## List of tasks
**1)** Answer these questions using the post below about testing the disk tool with a real Diablo drive.
(a) Which organization is shipping the diagnostics cartridge?
(b) What device did Ken bring?
(c) Which unused connectors on the extension board will drive various inputs?
**2)** Reproduce word for word the part of the post below about testing the disk tool, starting with "These operations write" and going on through "zeroes in memory.".

## Source extract
*** Block opens ***

Friday, September 16, 2016

Testing of disk tool with real Diablo drive

Today we met to work on the Xerox Alto. Since we believe the one pack we had does not contain a boot sector or software, we need to wait to run with a different cartridge. We expect a diagnostics cartridge to arrive Monday, being shipped to us by the Living Computer Museum. We also have two packs picked up from Xerox PARC.

We don't want to risk booting from a cartridge until we have retrieved its contents and archived it, which puts my disk tool in the critical path. We will test out my tool today, using the one cartridge that we think is already wiped (actually overwritten with a pseudo random sequence), since we are not risking precious contents.

I set up the tool so it won't attempt to write, only seek or read, which is what we need to retrieve the contents. The current state of the process is a bit clunky - using the Adept tool to set the cylinder, head and sector, then asking for seek or read sector operations.

These operations write into the RAM buffer on the card, which we retrieve with a File Upload operation of the utility to produce a file on the PC containing any data we have read.  The file has to be read and transformed to collect the data in a meaningful format.

Ken brought his ethernet emulator, partially built but ready for some live testing to prove out part of the design. His packet was seen by the Alto and it began to try to boot from Ethernet, but he needs to fine tune the tool until its output is completely correctly received by the Alto.


I am properly setting the cylinder, and seek operations work exactly as expected. The read sector transaction completed, but when I checked RAM the contents don't match the disk. I manually wrote zeroes to the beginning of RAM, read the sector again, and still had zeroes in memory.

We had the scope on the signal lines and could see the disk data streaming in from the drive. The fpga can see it too, or it would have hung waiting for the sync word. However it may not have extracted the words properly or it may not have stored them correctly.

I am going to have to instrument signals on the 'PMOD' connectors to let us use the logic analyzer on the words that my logic believes are on the disk. I will also use the unused connectors NA16 to NA25 on the extension board as drivers of various inputs, so that I can generate my own test signals from within the fpga.

In addition, I want to complete the recording of checksum errors and other status information so that we can interrogate those after each read operation. That will have to wait until after I finish the built in stimulus generator to let me test without a real Diablo drive on hand.

Some of the logic I develop will be the core of the emulator role as well, where this tool will hook to a computer and pretend to be a Diablo disk drive.

*** Block closes ***

## Material supplied
*** Block opens ***

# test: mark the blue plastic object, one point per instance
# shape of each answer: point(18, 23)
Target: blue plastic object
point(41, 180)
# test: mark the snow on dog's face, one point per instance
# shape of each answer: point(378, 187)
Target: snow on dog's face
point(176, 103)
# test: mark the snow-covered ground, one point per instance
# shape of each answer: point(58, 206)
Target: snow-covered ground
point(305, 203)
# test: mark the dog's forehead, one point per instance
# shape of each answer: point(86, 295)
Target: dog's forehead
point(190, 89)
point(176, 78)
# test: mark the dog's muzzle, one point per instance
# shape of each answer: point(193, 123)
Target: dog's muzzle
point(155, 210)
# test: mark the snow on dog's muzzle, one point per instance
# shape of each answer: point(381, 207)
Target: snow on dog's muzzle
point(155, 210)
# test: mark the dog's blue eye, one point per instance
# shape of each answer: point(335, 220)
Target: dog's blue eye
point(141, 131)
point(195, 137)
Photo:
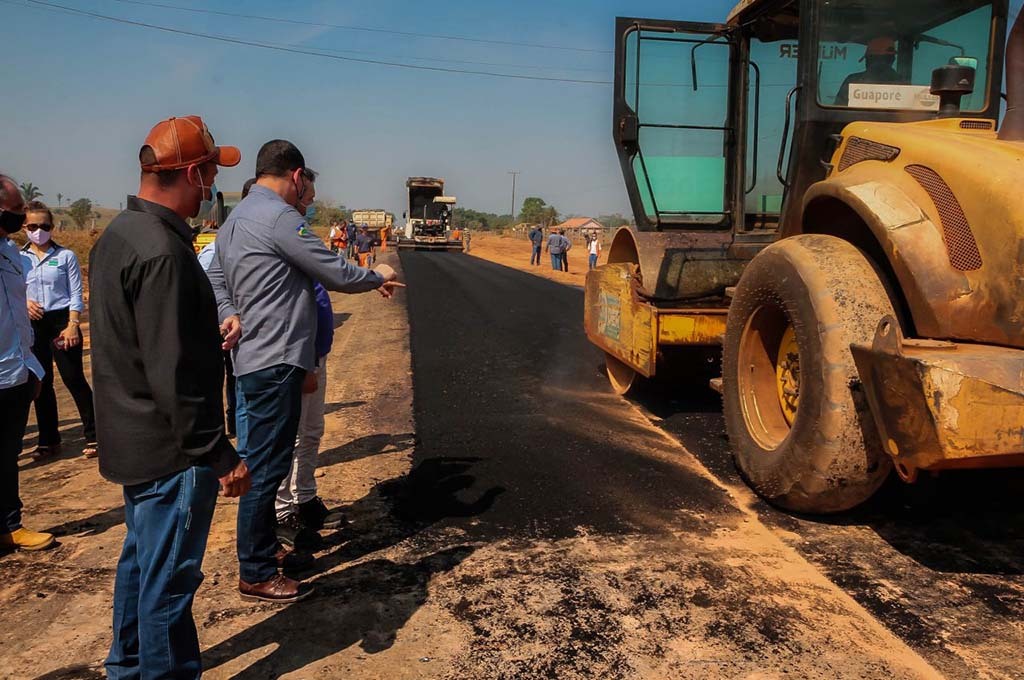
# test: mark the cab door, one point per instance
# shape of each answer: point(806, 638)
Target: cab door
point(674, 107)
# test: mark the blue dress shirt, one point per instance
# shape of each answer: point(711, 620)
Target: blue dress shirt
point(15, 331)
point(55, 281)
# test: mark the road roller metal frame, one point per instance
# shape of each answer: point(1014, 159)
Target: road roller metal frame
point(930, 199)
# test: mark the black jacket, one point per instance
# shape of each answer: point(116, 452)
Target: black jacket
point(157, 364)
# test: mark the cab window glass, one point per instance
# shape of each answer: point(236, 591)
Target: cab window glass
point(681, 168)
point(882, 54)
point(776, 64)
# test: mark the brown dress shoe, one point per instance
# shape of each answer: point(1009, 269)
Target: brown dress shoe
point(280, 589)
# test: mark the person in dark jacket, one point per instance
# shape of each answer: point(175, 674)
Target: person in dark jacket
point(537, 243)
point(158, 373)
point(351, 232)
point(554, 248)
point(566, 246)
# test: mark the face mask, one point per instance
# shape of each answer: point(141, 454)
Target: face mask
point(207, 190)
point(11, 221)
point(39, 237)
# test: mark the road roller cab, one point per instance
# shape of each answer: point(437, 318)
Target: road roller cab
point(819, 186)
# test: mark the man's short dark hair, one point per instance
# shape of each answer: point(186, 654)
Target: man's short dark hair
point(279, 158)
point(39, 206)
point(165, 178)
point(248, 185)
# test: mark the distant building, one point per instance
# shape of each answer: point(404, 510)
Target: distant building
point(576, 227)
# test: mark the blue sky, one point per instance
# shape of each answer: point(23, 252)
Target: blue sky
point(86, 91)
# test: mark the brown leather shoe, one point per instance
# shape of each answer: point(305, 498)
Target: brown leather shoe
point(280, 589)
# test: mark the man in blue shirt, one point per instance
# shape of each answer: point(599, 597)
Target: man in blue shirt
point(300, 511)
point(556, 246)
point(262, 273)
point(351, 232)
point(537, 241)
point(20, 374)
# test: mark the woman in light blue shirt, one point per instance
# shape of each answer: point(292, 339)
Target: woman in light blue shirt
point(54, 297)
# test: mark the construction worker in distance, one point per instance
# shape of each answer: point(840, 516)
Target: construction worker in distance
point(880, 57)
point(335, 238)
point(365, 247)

*** Block closes ***
*** Block opens ***

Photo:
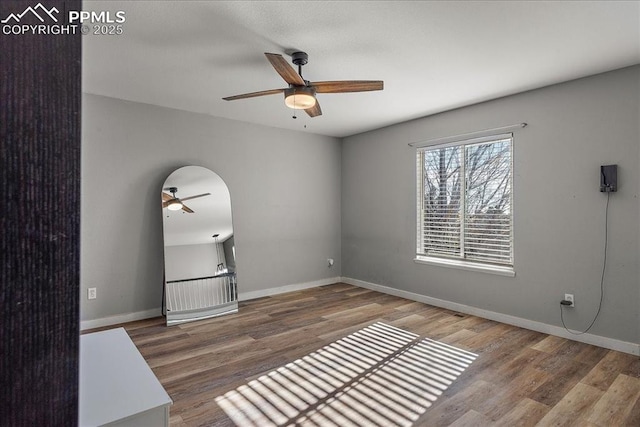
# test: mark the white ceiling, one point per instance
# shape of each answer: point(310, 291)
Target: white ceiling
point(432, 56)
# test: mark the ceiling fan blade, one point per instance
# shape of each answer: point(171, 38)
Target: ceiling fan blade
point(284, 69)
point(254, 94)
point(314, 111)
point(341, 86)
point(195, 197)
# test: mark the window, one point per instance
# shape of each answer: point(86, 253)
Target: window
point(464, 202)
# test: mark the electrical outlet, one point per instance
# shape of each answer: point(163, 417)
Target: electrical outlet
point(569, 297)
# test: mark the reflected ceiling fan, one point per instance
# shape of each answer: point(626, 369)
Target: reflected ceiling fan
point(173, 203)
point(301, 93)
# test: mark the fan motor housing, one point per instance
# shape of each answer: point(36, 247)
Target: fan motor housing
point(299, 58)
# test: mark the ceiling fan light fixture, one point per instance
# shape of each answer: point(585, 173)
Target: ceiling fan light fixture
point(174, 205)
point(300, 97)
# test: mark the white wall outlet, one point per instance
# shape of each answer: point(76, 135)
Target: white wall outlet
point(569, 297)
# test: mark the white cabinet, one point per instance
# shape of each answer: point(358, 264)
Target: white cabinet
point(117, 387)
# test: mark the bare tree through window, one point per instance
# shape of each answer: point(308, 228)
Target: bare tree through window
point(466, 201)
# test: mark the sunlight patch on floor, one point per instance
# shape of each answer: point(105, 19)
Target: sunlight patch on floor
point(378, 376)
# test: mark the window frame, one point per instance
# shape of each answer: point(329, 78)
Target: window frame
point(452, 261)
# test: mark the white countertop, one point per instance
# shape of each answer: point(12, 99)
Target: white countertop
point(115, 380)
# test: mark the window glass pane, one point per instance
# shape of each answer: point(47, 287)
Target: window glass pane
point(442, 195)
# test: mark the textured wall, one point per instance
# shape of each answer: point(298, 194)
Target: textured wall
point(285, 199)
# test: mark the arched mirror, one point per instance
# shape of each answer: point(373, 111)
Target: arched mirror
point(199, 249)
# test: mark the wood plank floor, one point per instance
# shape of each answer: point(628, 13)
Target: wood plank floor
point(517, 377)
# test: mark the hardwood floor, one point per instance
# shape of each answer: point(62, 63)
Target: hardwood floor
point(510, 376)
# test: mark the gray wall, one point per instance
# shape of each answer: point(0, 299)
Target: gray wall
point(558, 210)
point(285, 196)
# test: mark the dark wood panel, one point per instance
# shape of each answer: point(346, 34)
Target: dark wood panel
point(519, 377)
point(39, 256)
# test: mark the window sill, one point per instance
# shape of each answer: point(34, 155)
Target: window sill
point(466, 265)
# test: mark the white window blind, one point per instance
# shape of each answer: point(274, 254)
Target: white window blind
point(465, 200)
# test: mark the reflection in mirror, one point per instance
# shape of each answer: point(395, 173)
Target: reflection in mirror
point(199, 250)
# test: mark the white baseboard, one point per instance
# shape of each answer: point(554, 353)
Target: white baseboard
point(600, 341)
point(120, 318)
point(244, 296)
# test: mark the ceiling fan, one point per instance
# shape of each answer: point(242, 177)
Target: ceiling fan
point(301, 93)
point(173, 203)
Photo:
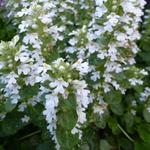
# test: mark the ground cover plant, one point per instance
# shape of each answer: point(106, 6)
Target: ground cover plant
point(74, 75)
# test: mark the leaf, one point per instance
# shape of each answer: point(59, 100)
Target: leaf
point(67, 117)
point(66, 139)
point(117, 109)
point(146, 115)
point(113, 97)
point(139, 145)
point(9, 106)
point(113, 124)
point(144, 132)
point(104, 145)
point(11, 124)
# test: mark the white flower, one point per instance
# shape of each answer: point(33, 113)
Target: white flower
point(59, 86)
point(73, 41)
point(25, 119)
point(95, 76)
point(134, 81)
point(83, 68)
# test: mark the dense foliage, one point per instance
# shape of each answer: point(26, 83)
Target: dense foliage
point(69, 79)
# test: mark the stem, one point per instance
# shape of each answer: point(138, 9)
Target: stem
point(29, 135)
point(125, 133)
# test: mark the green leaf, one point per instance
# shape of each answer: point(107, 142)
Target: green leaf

*** Block closes ***

## Results
**1)**
(a) The Living Computer Museum.
(b) His ethernet emulator.
(c) NA16 to NA25.

**2)**
These operations write into the RAM buffer on the card, which we retrieve with a File Upload operation of the utility to produce a file on the PC containing any data we have read.  The file has to be read and transformed to collect the data in a meaningful format.

Ken brought his ethernet emulator, partially built but ready for some live testing to prove out part of the design. His packet was seen by the Alto and it began to try to boot from Ethernet, but he needs to fine tune the tool until its output is completely correctly received by the Alto.


I am properly setting the cylinder, and seek operations work exactly as expected. The read sector transaction completed, but when I checked RAM the contents don't match the disk. I manually wrote zeroes to the beginning of RAM, read the sector again, and still had zeroes in memory.